Return, word for word, the part of the doctors caucus news report below that begins at "ST. PAUL — The" and ends after "health care access.".
-------- Source extract
ST. PAUL — The four members of the so-called "doctors caucus" on Tuesday, Feb. 18, prescribed their plan for bringing down prescription drug prices and improving health care access.
Sens. Scott Jensen, R-Chaska, and Matt Klein, D-Mendota Heights, along with Reps. Kelly Morrison, D-Deephaven, and Alice Mann, D-Lakeville, proposed creating a state commission to assess changes in drug pricing, provide tax credits to people with high health insurance premiums and provide for four mental health visits under Minnesota health insurance plans.
The quartet, who are also physicians, said the impact for patients would be lower prescription drug prices at the pharmacy and more affordable and inclusive health insurance plans for those struggling to make ends meet. But they acknowledged that they'll face a tough path through the Legislature since leaders in the GOP-led Senate have said they don't plan to hold hearings on two of the proposals.
“When the decision is made to not hear these bills, physicians are not a quiet bunch, we don’t go quietly into the night," Jensen said, noting the group hoped to force public conversation on the bills by calling a Tuesday news conference. “This is not a shot (at Senate leadership), this is an olive branch to extend the opportunity for enhanced bipartisan approach to this important issue."
----------------
-------- Data for review
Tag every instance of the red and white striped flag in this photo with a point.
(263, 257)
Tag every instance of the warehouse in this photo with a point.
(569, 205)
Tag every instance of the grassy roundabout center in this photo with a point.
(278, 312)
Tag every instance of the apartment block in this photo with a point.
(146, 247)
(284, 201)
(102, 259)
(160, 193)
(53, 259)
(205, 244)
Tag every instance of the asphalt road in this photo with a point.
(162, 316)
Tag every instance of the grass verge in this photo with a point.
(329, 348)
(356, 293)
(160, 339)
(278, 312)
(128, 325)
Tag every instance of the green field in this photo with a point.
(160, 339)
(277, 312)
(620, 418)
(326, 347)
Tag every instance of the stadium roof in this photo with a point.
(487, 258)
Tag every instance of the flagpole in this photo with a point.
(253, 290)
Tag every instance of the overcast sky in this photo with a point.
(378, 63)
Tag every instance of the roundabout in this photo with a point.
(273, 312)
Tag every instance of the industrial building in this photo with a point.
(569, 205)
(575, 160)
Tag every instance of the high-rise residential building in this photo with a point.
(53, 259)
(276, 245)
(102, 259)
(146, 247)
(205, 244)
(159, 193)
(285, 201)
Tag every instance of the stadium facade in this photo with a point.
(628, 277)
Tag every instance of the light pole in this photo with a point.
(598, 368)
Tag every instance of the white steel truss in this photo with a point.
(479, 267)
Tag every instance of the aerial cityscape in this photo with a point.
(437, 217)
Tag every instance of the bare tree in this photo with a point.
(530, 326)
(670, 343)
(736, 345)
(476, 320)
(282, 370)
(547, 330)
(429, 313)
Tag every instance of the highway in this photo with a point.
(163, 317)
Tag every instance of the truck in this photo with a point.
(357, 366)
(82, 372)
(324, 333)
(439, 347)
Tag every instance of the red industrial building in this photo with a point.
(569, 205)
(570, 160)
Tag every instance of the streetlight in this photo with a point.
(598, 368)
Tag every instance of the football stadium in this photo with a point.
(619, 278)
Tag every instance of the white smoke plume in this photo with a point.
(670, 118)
----------------
*Answer to this task*.
ST. PAUL — The four members of the so-called "doctors caucus" on Tuesday, Feb. 18, prescribed their plan for bringing down prescription drug prices and improving health care access.